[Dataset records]
══════════

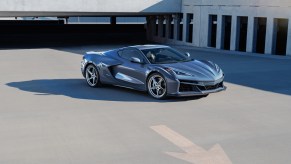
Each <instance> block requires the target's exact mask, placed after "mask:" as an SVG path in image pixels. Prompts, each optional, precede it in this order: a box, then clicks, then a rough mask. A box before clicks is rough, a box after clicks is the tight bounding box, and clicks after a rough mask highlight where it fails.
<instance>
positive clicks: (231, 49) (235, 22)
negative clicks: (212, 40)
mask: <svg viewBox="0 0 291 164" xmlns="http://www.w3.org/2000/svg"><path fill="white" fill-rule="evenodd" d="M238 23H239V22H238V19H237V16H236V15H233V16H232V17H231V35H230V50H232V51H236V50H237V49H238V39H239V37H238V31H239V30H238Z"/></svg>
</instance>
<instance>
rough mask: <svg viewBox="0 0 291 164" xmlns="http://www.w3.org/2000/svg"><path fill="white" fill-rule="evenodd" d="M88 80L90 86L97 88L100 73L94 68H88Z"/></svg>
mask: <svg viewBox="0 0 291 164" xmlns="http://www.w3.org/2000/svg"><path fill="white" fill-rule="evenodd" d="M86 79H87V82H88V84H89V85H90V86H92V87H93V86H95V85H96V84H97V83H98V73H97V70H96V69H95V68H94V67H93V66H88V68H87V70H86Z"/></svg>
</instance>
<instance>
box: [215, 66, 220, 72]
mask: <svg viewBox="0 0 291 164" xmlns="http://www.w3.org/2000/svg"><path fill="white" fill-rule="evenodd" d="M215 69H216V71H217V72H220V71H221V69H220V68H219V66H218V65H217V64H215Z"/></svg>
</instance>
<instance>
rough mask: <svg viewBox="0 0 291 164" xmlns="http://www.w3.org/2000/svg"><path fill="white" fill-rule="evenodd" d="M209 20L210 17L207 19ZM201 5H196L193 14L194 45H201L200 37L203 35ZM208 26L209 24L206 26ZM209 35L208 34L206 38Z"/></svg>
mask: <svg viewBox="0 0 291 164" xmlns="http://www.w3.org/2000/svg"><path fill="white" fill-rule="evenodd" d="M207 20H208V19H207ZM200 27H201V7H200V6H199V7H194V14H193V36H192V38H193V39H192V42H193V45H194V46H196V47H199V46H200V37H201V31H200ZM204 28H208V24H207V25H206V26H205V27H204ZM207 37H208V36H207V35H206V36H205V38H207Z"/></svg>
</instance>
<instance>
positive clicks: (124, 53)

══════════

> [Your goal] In the records, locate each line holding the string "positive" and copy it.

> [Answer box]
positive clicks: (231, 49) (235, 22)
positive clicks: (124, 53)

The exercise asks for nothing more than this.